→ **Given exercise**
Can you copy out the lines from the one holding "Find the black work" through the one holding "pixel 290 315", inclusive, substituting "safety boot" for "work boot" and keeping everything else the same?

(Labeled-object pointing items)
+ + + +

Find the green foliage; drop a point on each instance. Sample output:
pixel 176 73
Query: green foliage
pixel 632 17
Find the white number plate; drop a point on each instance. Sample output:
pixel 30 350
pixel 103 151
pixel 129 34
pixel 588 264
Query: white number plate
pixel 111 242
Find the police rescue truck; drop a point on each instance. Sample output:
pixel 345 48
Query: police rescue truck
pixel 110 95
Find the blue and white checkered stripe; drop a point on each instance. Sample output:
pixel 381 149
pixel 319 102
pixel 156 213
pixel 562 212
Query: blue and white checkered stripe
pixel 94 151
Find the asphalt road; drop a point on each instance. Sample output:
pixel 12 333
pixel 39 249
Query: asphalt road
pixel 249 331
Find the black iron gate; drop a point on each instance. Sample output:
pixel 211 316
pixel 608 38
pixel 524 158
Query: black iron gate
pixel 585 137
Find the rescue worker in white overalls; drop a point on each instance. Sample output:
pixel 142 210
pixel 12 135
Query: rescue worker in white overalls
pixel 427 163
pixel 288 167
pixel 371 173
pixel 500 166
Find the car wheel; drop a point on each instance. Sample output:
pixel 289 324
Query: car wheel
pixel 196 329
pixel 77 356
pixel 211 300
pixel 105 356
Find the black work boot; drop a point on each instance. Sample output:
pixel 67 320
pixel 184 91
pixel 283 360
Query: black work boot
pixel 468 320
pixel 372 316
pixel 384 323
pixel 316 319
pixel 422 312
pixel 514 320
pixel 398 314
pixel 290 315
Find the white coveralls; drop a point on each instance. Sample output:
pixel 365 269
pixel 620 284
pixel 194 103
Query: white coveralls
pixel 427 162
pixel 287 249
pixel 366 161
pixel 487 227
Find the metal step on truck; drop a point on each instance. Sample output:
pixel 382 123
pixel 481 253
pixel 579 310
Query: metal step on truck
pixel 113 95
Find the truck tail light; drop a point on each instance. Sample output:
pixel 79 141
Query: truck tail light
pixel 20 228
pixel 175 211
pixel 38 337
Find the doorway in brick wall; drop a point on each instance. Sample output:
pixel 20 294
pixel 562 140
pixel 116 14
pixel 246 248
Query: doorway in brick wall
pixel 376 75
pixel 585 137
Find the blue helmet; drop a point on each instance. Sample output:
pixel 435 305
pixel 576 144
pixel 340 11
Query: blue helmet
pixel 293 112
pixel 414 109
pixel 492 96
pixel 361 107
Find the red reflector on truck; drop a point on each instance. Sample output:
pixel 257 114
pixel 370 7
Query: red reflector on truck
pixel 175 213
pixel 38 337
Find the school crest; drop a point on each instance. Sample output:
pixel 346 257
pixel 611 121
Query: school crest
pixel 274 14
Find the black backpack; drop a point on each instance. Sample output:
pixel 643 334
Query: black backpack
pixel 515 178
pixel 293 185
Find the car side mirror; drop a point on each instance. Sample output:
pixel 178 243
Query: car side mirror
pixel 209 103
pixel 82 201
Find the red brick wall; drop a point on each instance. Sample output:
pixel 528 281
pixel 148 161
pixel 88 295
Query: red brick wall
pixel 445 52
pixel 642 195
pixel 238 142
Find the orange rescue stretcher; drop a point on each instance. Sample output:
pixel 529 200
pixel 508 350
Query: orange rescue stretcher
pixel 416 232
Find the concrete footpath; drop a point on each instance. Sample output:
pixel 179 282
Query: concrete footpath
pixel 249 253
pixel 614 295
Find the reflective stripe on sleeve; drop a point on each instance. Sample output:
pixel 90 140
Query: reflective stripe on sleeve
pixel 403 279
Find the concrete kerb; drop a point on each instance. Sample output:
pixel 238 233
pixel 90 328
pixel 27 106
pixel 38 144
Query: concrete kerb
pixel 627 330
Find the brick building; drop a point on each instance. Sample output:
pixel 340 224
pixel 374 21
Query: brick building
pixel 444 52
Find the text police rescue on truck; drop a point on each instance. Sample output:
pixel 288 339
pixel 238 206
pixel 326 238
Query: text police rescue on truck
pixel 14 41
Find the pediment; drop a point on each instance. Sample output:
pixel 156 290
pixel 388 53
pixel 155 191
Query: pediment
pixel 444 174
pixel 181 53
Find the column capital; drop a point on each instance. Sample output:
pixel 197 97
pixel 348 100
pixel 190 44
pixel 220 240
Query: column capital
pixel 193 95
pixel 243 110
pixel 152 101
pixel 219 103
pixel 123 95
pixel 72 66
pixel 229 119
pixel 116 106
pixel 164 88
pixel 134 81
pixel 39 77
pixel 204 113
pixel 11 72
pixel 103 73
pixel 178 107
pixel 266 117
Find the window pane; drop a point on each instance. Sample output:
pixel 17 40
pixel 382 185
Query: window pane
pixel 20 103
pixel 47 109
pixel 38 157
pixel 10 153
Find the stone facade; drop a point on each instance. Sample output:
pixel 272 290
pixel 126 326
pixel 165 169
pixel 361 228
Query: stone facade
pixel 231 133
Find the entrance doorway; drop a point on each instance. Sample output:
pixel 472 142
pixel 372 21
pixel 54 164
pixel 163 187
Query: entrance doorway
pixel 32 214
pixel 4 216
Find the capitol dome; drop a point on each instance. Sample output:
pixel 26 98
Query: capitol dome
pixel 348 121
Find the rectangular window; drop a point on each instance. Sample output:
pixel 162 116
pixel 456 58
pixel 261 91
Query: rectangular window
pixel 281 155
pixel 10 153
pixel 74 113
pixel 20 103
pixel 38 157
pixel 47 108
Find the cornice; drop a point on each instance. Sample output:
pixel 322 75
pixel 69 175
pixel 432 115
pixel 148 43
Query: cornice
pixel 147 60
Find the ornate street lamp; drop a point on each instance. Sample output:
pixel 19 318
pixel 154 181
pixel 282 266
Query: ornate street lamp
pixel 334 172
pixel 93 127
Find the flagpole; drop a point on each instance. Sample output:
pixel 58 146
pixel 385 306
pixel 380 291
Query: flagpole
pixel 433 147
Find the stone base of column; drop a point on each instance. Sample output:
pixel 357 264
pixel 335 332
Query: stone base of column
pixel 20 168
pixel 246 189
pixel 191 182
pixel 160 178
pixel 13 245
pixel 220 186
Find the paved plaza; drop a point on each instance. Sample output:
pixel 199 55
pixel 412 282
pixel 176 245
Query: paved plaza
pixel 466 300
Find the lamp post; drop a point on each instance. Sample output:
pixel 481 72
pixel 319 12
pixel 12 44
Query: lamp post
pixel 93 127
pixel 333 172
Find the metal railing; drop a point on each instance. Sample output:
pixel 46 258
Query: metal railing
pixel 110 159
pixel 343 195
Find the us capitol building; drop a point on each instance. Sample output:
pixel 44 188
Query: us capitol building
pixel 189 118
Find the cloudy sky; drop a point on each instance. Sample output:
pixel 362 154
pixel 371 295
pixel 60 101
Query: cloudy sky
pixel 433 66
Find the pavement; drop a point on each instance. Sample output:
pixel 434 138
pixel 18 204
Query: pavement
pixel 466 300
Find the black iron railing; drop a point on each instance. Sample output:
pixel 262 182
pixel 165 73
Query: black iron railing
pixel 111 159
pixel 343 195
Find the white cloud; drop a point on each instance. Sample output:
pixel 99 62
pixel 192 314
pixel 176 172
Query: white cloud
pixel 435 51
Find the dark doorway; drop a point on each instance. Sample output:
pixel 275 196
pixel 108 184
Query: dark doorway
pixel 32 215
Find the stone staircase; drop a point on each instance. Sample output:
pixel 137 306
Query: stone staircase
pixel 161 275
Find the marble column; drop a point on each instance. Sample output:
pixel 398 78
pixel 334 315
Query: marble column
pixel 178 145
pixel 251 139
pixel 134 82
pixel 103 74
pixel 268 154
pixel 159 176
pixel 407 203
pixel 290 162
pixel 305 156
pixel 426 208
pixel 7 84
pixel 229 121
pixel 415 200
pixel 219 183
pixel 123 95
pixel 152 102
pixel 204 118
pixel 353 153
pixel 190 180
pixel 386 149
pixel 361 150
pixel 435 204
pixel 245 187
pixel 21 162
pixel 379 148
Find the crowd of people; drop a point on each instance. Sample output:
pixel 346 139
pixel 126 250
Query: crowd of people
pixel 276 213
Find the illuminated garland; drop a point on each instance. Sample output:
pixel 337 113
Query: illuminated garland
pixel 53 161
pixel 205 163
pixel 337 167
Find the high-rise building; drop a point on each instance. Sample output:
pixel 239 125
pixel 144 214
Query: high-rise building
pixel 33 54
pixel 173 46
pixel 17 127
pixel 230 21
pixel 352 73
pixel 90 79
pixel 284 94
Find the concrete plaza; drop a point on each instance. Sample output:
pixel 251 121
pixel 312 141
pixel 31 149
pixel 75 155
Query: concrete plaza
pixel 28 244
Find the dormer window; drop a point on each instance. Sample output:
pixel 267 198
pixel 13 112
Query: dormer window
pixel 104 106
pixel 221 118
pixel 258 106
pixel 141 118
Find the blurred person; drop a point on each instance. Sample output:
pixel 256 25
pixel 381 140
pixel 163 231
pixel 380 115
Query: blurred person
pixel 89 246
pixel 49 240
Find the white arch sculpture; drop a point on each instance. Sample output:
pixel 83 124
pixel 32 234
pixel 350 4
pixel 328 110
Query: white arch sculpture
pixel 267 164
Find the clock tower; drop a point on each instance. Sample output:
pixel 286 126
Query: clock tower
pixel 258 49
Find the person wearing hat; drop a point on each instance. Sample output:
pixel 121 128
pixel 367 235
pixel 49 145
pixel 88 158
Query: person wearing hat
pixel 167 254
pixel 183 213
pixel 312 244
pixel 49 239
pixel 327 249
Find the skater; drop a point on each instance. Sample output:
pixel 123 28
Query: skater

+ + + +

→ **Problem solution**
Find the black safety boot; drop a point on each instance. Sample output:
pixel 67 320
pixel 184 91
pixel 283 360
Query: black safety boot
pixel 468 320
pixel 372 316
pixel 384 323
pixel 316 319
pixel 422 312
pixel 514 320
pixel 398 314
pixel 290 315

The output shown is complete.